| Source |

Awsome shine, and a fantiastic write up. Lovely looking car! I think the VectraBs are very handsome looking cars and they look super when detailed to a high standard! Nice work! :thumb:


----------



## gary (Feb 25, 2006)

wow,what can you say apart from stunning job steve!:thumb:


----------



## stewarty.c (Mar 8, 2006)

excellent work steve must say i think black is starting to become my favorite colour in a car because the shine that it creates when detailed right


----------



## Bro (Apr 8, 2006)

Nice one guys, thats amazing what you managed to do with that fallout and scratches!!! Awesome result:thumb: Thats one nice vec you got there buddy, iam also a vec b gsi owner, mines is a titainium saloon and would love to get a finish like that on mine for the show season coming:driver: are you involved in any vauxhall clubs buddy???


----------



## Drew (Apr 12, 2006)

amazing, simply amazing!


----------



## Grizzle (Jul 12, 2006)

Steve once again amazing. just ordered a bottle of the sealant. was good meeting with ya last sunday i really cant belive that vectra it looks absolutely terrific


----------



## Beeste (Oct 25, 2005)

| Tasks for this exercise |
• a. Copy the stretch of the car detailing thread from "Nice one guys, thats" through "(Apr 12, 2006)".
• b. Carry on the car detailing thread from the point where it stops.
You won't need the lines that come after this thread.

| Data lines |
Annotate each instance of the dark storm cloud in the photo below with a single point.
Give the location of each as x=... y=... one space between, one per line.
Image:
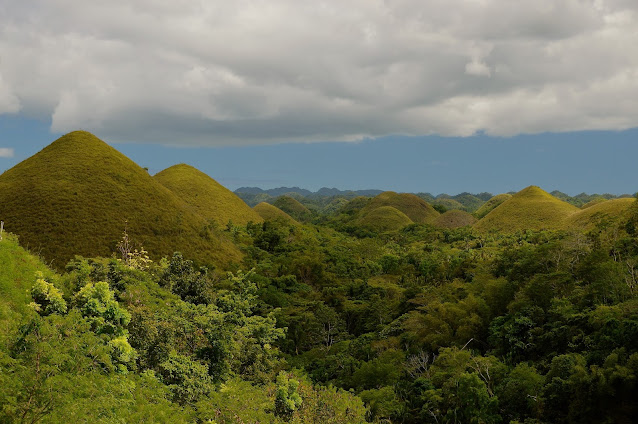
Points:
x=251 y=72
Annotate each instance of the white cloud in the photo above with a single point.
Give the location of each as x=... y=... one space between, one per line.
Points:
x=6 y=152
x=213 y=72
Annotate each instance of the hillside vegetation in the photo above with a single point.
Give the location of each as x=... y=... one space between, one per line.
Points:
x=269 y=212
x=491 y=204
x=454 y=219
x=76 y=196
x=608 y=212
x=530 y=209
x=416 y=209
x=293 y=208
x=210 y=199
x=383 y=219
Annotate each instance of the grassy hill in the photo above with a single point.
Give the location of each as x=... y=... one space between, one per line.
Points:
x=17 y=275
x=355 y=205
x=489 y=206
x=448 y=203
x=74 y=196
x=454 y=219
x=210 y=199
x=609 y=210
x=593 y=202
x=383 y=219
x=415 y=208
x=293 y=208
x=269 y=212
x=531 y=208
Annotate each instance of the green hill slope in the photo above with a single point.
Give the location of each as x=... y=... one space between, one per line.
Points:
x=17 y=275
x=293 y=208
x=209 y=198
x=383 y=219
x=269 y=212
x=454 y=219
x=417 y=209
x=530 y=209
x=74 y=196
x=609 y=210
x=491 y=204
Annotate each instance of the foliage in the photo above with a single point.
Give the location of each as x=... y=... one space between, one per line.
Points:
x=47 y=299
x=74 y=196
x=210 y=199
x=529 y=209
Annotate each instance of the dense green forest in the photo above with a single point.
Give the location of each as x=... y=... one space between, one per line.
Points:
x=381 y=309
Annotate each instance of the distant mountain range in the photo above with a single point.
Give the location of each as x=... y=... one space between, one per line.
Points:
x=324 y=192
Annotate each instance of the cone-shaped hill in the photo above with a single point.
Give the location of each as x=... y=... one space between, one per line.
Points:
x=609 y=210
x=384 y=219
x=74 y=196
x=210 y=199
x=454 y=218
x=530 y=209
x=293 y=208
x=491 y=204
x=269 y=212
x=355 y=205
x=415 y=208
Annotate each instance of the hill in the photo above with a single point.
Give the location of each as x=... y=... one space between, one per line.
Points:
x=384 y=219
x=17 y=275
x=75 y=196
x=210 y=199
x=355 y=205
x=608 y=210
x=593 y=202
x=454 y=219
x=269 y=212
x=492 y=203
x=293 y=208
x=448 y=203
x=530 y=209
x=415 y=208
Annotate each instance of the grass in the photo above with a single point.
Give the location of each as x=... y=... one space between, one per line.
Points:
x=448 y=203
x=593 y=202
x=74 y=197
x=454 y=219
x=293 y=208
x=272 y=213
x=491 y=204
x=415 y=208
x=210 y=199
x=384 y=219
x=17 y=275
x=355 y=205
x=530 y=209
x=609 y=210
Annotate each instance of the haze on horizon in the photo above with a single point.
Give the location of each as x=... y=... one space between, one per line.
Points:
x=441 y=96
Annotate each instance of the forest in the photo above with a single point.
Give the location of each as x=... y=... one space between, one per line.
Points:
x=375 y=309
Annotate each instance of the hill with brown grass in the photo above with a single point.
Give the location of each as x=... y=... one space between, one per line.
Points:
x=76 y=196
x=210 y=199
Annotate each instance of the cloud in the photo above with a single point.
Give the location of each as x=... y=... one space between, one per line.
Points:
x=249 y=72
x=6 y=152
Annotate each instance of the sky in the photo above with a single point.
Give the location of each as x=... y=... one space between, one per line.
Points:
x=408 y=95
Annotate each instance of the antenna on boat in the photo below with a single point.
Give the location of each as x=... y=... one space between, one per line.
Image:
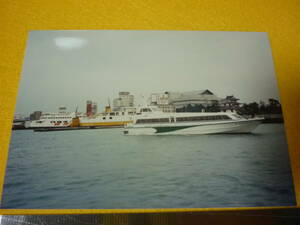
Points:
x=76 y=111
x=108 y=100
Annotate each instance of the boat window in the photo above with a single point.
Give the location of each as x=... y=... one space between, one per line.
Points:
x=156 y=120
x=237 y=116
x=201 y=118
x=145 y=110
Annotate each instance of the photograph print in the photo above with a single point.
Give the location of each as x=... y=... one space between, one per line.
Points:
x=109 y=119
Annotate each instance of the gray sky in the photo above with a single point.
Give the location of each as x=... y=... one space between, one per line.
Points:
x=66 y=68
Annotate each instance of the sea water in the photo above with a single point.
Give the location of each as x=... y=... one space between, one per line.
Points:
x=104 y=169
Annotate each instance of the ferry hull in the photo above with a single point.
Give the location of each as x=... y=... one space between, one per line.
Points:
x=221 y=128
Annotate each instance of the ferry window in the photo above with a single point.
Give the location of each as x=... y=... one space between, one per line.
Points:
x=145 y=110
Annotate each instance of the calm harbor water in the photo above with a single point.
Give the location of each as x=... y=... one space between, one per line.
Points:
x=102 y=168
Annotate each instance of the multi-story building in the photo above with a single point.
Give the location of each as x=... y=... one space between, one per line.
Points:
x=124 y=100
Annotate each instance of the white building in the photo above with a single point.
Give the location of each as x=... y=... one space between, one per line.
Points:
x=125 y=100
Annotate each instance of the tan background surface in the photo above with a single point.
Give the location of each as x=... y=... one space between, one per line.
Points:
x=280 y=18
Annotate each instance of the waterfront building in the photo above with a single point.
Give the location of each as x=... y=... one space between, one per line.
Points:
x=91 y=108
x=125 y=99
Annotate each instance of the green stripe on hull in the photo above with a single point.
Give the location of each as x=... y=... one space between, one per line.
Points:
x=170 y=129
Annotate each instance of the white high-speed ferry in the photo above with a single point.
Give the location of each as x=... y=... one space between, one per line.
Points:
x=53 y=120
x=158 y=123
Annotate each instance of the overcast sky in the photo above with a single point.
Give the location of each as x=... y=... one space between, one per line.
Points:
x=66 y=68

| Task answers |
• a.
Nice one guys, thats amazing what you managed to do with that fallout and scratches!!! Awesome result:thumb: Thats one nice vec you got there buddy, iam also a vec b gsi owner, mines is a titainium saloon and would love to get a finish like that on mine for the show season coming:driver: are you involved in any vauxhall clubs buddy???


----------



## Drew (Apr 12, 2006)

• b.
Stunning top drawer work again from the maestro. Fab!!


----------



## Thomas-182 (Mar 5, 2006)

Stunning, looks fantastic great shots of your work.


----------



## chowy (Apr 24, 2006)

Great job Steve! 
Is that your wharehouse that you use? 
It must be great to have somewhere with space to be able to detail.


----------



## dino (Oct 26, 2005)

Another fantastic detail session - car looks so good.

Great beading shots too!


----------



## Offyourmarks (Jan 4, 2006)

Hi steve, that was a nice read - after the first 'befores' i imagined that you would have a hard job - looks like the IP is extremley effective.

I bought some myself and its so good.

Hows the new land aquisition coming off?

Matt


----------



## Finerdetails (Apr 30, 2006)

great detail Steve, the 'story boards' of the details are as much a driver as the detail results now....

Mick- next time you rinse the wheels can you keep your eyes open so you can see what you are doing? lol ;-)

Iain


----------



## joe (Jan 2, 2006)

Fantastic detail! 

That car looks brand new! Great work! 

What a shame it had to rain as it was run out of the workshop!


----------



## CK888 (Apr 23, 2006)

Wow the car looks super glossy.


----------



## v6mick (Apr 22, 2006)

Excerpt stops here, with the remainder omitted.